[Stored data entries]
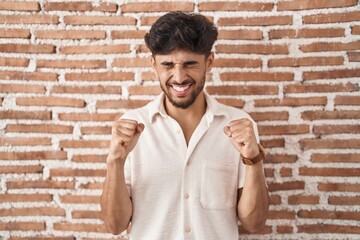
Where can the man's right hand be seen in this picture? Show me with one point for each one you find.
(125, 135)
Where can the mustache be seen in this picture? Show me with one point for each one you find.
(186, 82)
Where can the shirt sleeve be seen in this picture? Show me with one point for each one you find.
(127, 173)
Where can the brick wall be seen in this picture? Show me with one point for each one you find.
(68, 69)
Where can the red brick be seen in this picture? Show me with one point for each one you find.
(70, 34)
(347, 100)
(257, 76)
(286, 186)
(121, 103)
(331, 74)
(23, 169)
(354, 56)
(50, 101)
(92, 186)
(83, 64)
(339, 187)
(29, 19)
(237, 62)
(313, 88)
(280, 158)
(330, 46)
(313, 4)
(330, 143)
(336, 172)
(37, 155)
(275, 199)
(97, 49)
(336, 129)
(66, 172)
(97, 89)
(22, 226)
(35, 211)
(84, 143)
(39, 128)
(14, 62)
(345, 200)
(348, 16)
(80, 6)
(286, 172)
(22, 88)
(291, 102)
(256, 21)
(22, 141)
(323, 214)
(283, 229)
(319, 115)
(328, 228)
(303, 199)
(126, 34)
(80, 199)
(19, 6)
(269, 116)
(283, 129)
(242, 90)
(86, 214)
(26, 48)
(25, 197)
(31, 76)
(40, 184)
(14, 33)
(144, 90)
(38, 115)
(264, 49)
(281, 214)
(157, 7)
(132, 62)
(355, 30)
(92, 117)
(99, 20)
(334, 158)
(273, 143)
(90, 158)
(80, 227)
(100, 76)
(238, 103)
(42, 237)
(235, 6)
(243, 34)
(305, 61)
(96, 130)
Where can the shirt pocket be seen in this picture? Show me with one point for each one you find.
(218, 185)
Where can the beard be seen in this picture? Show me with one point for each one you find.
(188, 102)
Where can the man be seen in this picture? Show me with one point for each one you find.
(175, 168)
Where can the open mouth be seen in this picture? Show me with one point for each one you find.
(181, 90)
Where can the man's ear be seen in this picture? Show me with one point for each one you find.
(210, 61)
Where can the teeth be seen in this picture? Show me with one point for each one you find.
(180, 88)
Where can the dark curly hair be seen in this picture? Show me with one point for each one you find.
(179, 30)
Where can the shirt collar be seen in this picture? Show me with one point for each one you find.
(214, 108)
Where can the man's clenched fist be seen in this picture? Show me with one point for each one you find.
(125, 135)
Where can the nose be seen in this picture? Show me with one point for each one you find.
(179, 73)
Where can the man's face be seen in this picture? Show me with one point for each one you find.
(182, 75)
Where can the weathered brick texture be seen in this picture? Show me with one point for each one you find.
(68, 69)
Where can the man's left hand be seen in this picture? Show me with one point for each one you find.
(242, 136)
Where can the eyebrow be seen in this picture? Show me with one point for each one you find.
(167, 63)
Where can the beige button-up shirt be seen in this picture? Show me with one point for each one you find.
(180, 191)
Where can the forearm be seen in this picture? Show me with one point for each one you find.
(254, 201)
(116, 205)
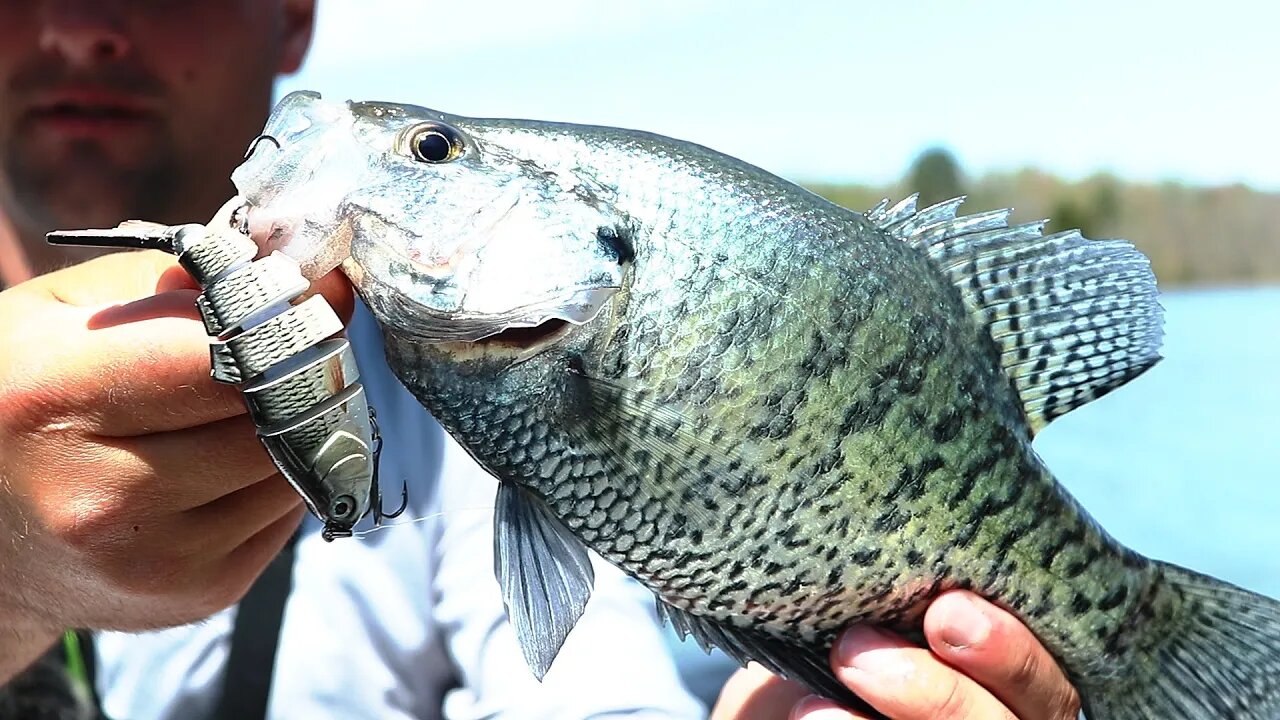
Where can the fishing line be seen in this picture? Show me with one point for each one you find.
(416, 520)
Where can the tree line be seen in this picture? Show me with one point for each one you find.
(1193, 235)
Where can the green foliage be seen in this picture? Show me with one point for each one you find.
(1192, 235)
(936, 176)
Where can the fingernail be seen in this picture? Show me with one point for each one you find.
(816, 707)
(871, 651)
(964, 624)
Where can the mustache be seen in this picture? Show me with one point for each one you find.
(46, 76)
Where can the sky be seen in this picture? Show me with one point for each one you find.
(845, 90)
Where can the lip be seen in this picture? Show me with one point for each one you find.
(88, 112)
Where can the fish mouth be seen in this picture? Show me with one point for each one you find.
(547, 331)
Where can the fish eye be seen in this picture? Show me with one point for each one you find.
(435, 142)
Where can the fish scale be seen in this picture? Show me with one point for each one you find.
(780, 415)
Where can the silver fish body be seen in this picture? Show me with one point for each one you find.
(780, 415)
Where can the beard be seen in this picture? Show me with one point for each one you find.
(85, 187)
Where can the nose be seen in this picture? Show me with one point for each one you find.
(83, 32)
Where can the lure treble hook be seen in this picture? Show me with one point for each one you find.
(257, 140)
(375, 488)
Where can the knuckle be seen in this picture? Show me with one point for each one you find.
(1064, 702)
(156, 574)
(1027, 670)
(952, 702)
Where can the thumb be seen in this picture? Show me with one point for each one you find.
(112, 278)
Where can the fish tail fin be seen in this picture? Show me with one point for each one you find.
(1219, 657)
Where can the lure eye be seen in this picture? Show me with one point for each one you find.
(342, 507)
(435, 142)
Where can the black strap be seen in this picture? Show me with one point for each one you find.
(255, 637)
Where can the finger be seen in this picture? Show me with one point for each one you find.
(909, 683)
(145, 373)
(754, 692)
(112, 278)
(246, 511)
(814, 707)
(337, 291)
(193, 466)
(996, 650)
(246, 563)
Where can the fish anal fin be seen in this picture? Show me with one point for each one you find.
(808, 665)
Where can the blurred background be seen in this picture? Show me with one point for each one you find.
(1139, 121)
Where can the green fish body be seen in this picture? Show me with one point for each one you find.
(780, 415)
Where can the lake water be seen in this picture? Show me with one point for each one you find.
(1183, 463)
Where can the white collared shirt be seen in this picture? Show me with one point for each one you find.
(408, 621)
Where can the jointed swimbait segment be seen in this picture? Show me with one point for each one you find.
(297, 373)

### [Exercise details]
Please transcribe the material above exactly as written. Leave the pictures out.

### [Task output]
Where can the man's right hand be seen in this picture? Show me with one point for each one you find.
(125, 135)
Where can the mustache be seen in this picture? Show me with one point for each one you find.
(186, 82)
Where can the shirt sleeve be seen in this picture? Show me with one point for each one you find.
(127, 173)
Where can the brick wall be seen in this picture? Show me with one point for each one you find.
(68, 69)
Where can the red brick be seen in this picture? Show me with one point for each one you find.
(70, 34)
(347, 100)
(257, 76)
(286, 186)
(121, 103)
(331, 74)
(23, 169)
(354, 56)
(50, 101)
(92, 186)
(83, 64)
(339, 187)
(29, 19)
(237, 62)
(313, 88)
(280, 158)
(330, 46)
(313, 4)
(330, 143)
(336, 172)
(37, 155)
(275, 199)
(97, 49)
(336, 129)
(66, 172)
(97, 89)
(22, 226)
(35, 211)
(84, 143)
(39, 128)
(14, 62)
(345, 200)
(348, 16)
(80, 6)
(286, 172)
(22, 88)
(291, 102)
(256, 21)
(22, 141)
(323, 214)
(283, 229)
(319, 115)
(328, 228)
(303, 199)
(126, 34)
(80, 199)
(19, 6)
(269, 116)
(283, 129)
(242, 90)
(86, 214)
(26, 48)
(25, 197)
(31, 76)
(40, 184)
(14, 33)
(144, 90)
(38, 115)
(264, 49)
(281, 214)
(157, 7)
(132, 62)
(355, 30)
(92, 117)
(99, 20)
(334, 158)
(273, 143)
(90, 158)
(80, 227)
(100, 76)
(238, 103)
(42, 237)
(235, 6)
(243, 34)
(305, 61)
(96, 130)
Where can the shirt pocket be seen in this picture? Show me with one point for each one you find.
(218, 185)
Where can the beard be seen in this picture? Show me with one point for each one you find.
(188, 102)
Where can the man be seen in this picture? Show me with one point for each one you find.
(175, 168)
Where can the open mouth be seen in this picture? Show me with one point for each one you find.
(181, 90)
Where can the man's ear be seen in this picture? Show me with one point for each one you find.
(210, 61)
Where can the teeth be seen in this picture? Show me with one point for each one you find.
(180, 88)
Where can the dark curly hair be seen in this picture? Show me with one point for each one you find.
(179, 30)
Where can the shirt collar be seen in this picture? Show me with one point for each one you find.
(214, 108)
Where can the man's clenched fist be seen in this picture? Show me with one point for each one you find.
(125, 135)
Where can the nose be seen in this picture? Show me with one point for each one you find.
(179, 73)
Where can the man's face be seen in this picture? Show me with one point for each one you find.
(182, 75)
Where can the weathered brick texture be seen in this picture? Show me with one point for each one you find.
(68, 69)
Where can the man's left hand be seen in this picture? Show me with one point for each one you find.
(242, 136)
Where can the eyebrow be seen in this picture? Show me with one point for each one you find.
(167, 63)
Where can the beige button-up shirt be seen in this picture? Show me with one point for each one you find.
(180, 191)
Where can the forearm be seen in this picture? Show me with one point for each one you find.
(254, 201)
(116, 205)
Where can the fishing line be seen in this picture? Show me with one point for each one you find.
(416, 520)
Where can the tree line be seen in this picture? Show me with one point for each one you find.
(1193, 235)
Where can the green foliage be seen in this picture? Show me with one point for each one you find.
(1192, 235)
(936, 176)
Where can the fingernail be seen in this picture? Show me with one point for each one you find.
(816, 707)
(871, 651)
(964, 624)
Where can the mustache be seen in this picture? Show me with one point for each one you find.
(46, 76)
Where can the sky be seen in this picture? Show me with one point for each one you find.
(845, 90)
Where can the lip be seen in this picture? Show me with one point for each one you find.
(88, 112)
Where can the fish mouth be seen in this picture? Show me with one point for each one you find.
(547, 331)
Where can the fish eye be seen in this picture? Show me with one point for each one you find.
(435, 142)
Where can the fish scale be seen in this picture? Show me with one point for each one you find.
(780, 415)
Where can the silver fish body be seen in this picture? Show me with one point for each one you find.
(780, 415)
Where can the beard be seen in this picture? Show me with one point for each one you find.
(85, 187)
Where can the nose be seen in this picture? Show me with one point for each one you find.
(83, 32)
Where can the lure treble hook be seen in this picture? Show me with one point for each one you find.
(257, 140)
(375, 488)
Where can the knuckle be seen in this picture? Show me with one point for each one you find.
(1064, 702)
(156, 574)
(1027, 670)
(952, 702)
Where can the thumb be seen in this picture? Show me with one point for each one you find.
(112, 278)
Where can the fish tail fin be seen in this picture? Show me with one point for each one you find.
(1219, 657)
Where can the lure eye be seen in this picture? Show me with one point for each one you find.
(342, 507)
(435, 142)
Where can the black strap be seen in this picture? Show me with one point for each one you find.
(255, 637)
Where can the finger be seen in this picture? Show me with one point for each one you find.
(909, 683)
(145, 373)
(754, 692)
(112, 278)
(246, 511)
(814, 707)
(337, 291)
(193, 466)
(996, 650)
(246, 563)
Where can the fish anal fin be seen in this picture? Show me with one point for each one you find.
(808, 665)
Where can the blurred background be seen in this picture? Show me with one point for each one you find.
(1139, 121)
Where can the green fish body be seen in this picture? Show me with one point for each one you find.
(780, 415)
Where can the lake water be seen in this picture? Show me with one point for each one you find.
(1183, 463)
Where can the white collared shirt be seen in this picture? Show me with one point for each one you find.
(408, 621)
Where can the jointed swimbait segment be seen in this picture? Show me with one point for each one you find.
(297, 373)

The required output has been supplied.